Object outline annotations.
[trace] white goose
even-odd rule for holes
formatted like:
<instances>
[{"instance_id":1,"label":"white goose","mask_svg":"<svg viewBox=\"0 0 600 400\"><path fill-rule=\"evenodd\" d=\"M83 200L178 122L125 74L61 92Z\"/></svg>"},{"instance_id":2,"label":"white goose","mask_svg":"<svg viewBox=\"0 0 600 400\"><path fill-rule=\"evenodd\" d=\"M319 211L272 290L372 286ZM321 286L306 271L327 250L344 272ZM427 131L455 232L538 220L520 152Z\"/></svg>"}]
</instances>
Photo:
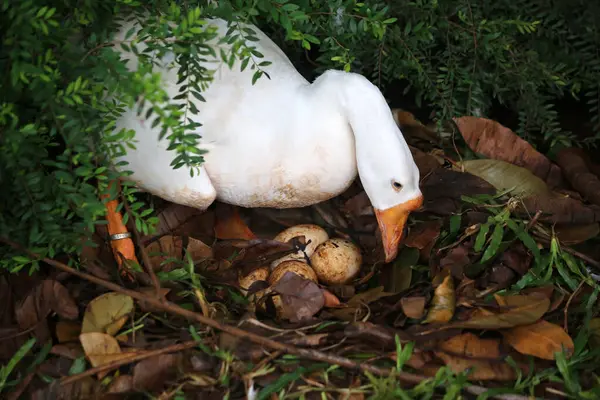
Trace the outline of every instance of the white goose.
<instances>
[{"instance_id":1,"label":"white goose","mask_svg":"<svg viewBox=\"0 0 600 400\"><path fill-rule=\"evenodd\" d=\"M210 24L225 35L226 21ZM115 39L124 40L133 26L125 23ZM241 72L239 61L232 69L220 58L207 65L215 69L221 62L203 93L206 103L192 98L200 110L195 120L203 124L200 146L209 151L200 175L172 169L175 153L167 151L167 140L158 141L160 126L153 129L144 113L128 110L116 129L136 131L137 149L121 158L133 171L131 179L142 190L198 209L215 199L242 207L290 208L339 195L358 172L375 209L386 261L393 260L422 194L419 171L383 95L355 73L329 70L309 83L271 39L251 28L259 39L252 45L272 62L263 68L271 79L263 76L252 85L254 71ZM117 49L136 69L133 53ZM166 56L164 64L173 59ZM177 66L160 72L171 98L177 96Z\"/></svg>"}]
</instances>

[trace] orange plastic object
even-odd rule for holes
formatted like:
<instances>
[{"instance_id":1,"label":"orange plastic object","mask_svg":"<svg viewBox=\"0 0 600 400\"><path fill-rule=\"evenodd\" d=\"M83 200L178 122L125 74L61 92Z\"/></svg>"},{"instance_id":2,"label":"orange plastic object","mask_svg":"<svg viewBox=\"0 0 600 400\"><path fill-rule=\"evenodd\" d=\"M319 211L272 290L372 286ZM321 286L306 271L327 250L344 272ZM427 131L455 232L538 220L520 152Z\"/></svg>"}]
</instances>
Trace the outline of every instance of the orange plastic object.
<instances>
[{"instance_id":1,"label":"orange plastic object","mask_svg":"<svg viewBox=\"0 0 600 400\"><path fill-rule=\"evenodd\" d=\"M114 182L109 183L109 188ZM118 185L118 182L117 182ZM101 195L102 199L108 198L108 194ZM120 212L117 212L117 206L119 205L118 200L110 200L106 203L106 220L108 221L108 235L110 240L110 246L113 251L113 255L119 265L119 271L121 275L131 277L130 272L123 266L123 259L134 261L139 264L137 257L135 256L135 246L133 240L128 237L124 239L111 239L112 235L119 233L128 233L127 227L123 223L123 216Z\"/></svg>"}]
</instances>

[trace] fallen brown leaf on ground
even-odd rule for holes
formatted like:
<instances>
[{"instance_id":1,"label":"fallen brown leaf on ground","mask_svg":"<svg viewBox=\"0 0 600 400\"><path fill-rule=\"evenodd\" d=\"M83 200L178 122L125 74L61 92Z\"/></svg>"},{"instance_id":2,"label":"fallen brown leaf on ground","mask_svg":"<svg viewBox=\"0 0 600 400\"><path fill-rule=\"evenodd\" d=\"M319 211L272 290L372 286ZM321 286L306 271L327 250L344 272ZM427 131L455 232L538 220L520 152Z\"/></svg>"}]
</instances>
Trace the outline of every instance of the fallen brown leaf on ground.
<instances>
[{"instance_id":1,"label":"fallen brown leaf on ground","mask_svg":"<svg viewBox=\"0 0 600 400\"><path fill-rule=\"evenodd\" d=\"M133 314L134 307L133 299L122 293L108 292L98 296L85 308L81 333L115 335Z\"/></svg>"},{"instance_id":2,"label":"fallen brown leaf on ground","mask_svg":"<svg viewBox=\"0 0 600 400\"><path fill-rule=\"evenodd\" d=\"M527 168L550 187L562 182L560 168L510 129L478 117L454 118L461 135L476 153Z\"/></svg>"},{"instance_id":3,"label":"fallen brown leaf on ground","mask_svg":"<svg viewBox=\"0 0 600 400\"><path fill-rule=\"evenodd\" d=\"M505 307L504 312L490 313L482 310L482 312L472 315L467 321L458 321L449 324L449 327L502 329L528 325L539 320L550 308L550 299L537 293L528 296L495 296L495 298L500 306Z\"/></svg>"},{"instance_id":4,"label":"fallen brown leaf on ground","mask_svg":"<svg viewBox=\"0 0 600 400\"><path fill-rule=\"evenodd\" d=\"M60 282L45 279L16 305L15 317L22 331L35 328L34 336L38 341L45 342L50 331L44 320L51 311L64 319L75 319L79 315L77 305L67 288Z\"/></svg>"},{"instance_id":5,"label":"fallen brown leaf on ground","mask_svg":"<svg viewBox=\"0 0 600 400\"><path fill-rule=\"evenodd\" d=\"M433 299L427 312L427 318L425 318L423 323L448 322L454 316L455 307L454 281L451 275L447 275L442 283L435 288Z\"/></svg>"},{"instance_id":6,"label":"fallen brown leaf on ground","mask_svg":"<svg viewBox=\"0 0 600 400\"><path fill-rule=\"evenodd\" d=\"M343 321L354 321L364 316L367 312L365 307L370 303L393 295L394 293L386 292L383 286L377 286L365 292L355 294L346 304L343 304L345 307L330 309L328 312Z\"/></svg>"},{"instance_id":7,"label":"fallen brown leaf on ground","mask_svg":"<svg viewBox=\"0 0 600 400\"><path fill-rule=\"evenodd\" d=\"M129 358L136 354L135 352L122 352L117 339L106 333L82 333L79 335L79 340L85 356L94 367ZM107 373L98 374L99 378L106 376Z\"/></svg>"},{"instance_id":8,"label":"fallen brown leaf on ground","mask_svg":"<svg viewBox=\"0 0 600 400\"><path fill-rule=\"evenodd\" d=\"M291 322L310 319L325 305L321 288L293 272L286 272L272 289L281 295L281 316Z\"/></svg>"},{"instance_id":9,"label":"fallen brown leaf on ground","mask_svg":"<svg viewBox=\"0 0 600 400\"><path fill-rule=\"evenodd\" d=\"M55 333L59 343L77 340L81 333L81 324L74 321L58 321L56 323Z\"/></svg>"},{"instance_id":10,"label":"fallen brown leaf on ground","mask_svg":"<svg viewBox=\"0 0 600 400\"><path fill-rule=\"evenodd\" d=\"M217 203L215 212L215 236L217 239L256 239L256 235L242 220L237 207Z\"/></svg>"},{"instance_id":11,"label":"fallen brown leaf on ground","mask_svg":"<svg viewBox=\"0 0 600 400\"><path fill-rule=\"evenodd\" d=\"M440 220L418 223L411 228L408 236L404 239L404 245L419 249L423 261L429 261L431 249L440 236L441 229L442 221Z\"/></svg>"},{"instance_id":12,"label":"fallen brown leaf on ground","mask_svg":"<svg viewBox=\"0 0 600 400\"><path fill-rule=\"evenodd\" d=\"M514 369L503 361L500 341L496 339L464 333L441 343L435 355L454 373L471 369L471 380L508 381L516 377Z\"/></svg>"},{"instance_id":13,"label":"fallen brown leaf on ground","mask_svg":"<svg viewBox=\"0 0 600 400\"><path fill-rule=\"evenodd\" d=\"M194 262L213 258L212 247L198 239L188 238L188 245L185 251Z\"/></svg>"},{"instance_id":14,"label":"fallen brown leaf on ground","mask_svg":"<svg viewBox=\"0 0 600 400\"><path fill-rule=\"evenodd\" d=\"M600 179L588 168L587 158L583 149L566 148L557 154L556 162L571 186L590 203L600 206Z\"/></svg>"},{"instance_id":15,"label":"fallen brown leaf on ground","mask_svg":"<svg viewBox=\"0 0 600 400\"><path fill-rule=\"evenodd\" d=\"M139 391L158 391L180 372L183 354L161 354L140 361L133 367L133 387Z\"/></svg>"},{"instance_id":16,"label":"fallen brown leaf on ground","mask_svg":"<svg viewBox=\"0 0 600 400\"><path fill-rule=\"evenodd\" d=\"M464 268L471 263L469 249L465 245L459 245L450 249L440 260L440 270L447 269L456 279L462 279Z\"/></svg>"},{"instance_id":17,"label":"fallen brown leaf on ground","mask_svg":"<svg viewBox=\"0 0 600 400\"><path fill-rule=\"evenodd\" d=\"M400 305L402 306L402 312L408 318L423 318L425 312L425 297L403 297L400 299Z\"/></svg>"},{"instance_id":18,"label":"fallen brown leaf on ground","mask_svg":"<svg viewBox=\"0 0 600 400\"><path fill-rule=\"evenodd\" d=\"M554 227L554 233L560 242L567 246L583 243L600 234L600 224L568 225L560 224Z\"/></svg>"},{"instance_id":19,"label":"fallen brown leaf on ground","mask_svg":"<svg viewBox=\"0 0 600 400\"><path fill-rule=\"evenodd\" d=\"M519 353L545 360L554 360L554 353L565 351L567 358L575 351L575 344L563 328L539 320L531 325L521 325L502 331L508 344Z\"/></svg>"}]
</instances>

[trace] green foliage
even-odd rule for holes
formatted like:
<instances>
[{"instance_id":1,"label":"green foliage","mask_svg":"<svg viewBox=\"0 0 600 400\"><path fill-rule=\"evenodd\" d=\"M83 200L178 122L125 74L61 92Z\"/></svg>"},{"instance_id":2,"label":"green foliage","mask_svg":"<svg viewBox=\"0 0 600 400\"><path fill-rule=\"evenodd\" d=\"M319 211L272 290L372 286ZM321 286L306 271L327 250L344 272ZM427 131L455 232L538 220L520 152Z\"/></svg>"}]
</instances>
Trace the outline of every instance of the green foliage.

Task objective. Transcribe, word for word, every line from the one containing "[trace] green foliage" through the final line of the entries, and nothing else.

Answer for the task.
[trace] green foliage
even-odd rule for holes
formatted like:
<instances>
[{"instance_id":1,"label":"green foliage","mask_svg":"<svg viewBox=\"0 0 600 400\"><path fill-rule=\"evenodd\" d=\"M83 200L178 122L125 74L61 92Z\"/></svg>"},{"instance_id":2,"label":"green foliage","mask_svg":"<svg viewBox=\"0 0 600 400\"><path fill-rule=\"evenodd\" d=\"M319 211L272 290L372 286ZM321 286L306 271L327 250L344 272ZM427 131L455 232L538 220L520 152Z\"/></svg>"}]
</instances>
Trace the outline of every instance of the green foliage.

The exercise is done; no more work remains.